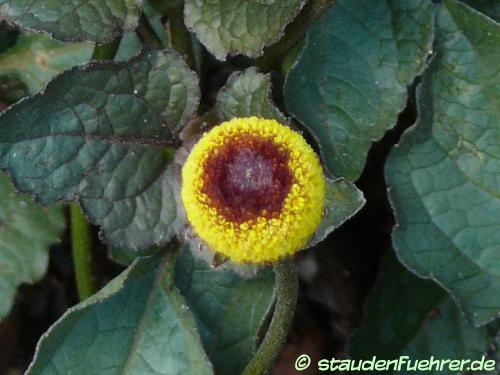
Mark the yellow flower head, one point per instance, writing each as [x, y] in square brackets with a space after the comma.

______________________________

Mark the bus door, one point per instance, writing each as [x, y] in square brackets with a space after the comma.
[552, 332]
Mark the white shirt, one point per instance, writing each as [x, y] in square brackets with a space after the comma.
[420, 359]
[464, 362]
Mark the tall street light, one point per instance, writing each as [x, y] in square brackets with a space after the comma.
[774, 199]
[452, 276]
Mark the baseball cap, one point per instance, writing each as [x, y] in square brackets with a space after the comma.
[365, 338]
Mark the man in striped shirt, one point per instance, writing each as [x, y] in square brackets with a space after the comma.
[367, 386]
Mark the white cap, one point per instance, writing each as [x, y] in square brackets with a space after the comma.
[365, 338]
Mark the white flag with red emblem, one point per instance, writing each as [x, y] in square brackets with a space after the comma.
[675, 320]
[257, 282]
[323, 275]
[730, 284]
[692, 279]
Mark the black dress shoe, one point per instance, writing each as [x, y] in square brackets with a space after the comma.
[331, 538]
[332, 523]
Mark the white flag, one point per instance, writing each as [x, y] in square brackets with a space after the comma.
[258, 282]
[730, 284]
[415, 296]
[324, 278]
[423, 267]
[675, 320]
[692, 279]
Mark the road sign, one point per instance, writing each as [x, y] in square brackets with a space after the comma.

______________________________

● **EXERCISE**
Please return each line above that contains the string "shirt" (case counts), copying every such line in full.

● **REPLY TO THE TASK**
Mark the white shirt, one point per instance, writing each as [x, y] in square brackets with a space after the comma.
Mark the man in striped shirt, one point per instance, writing each as [x, y] in square brackets with a space after the comma.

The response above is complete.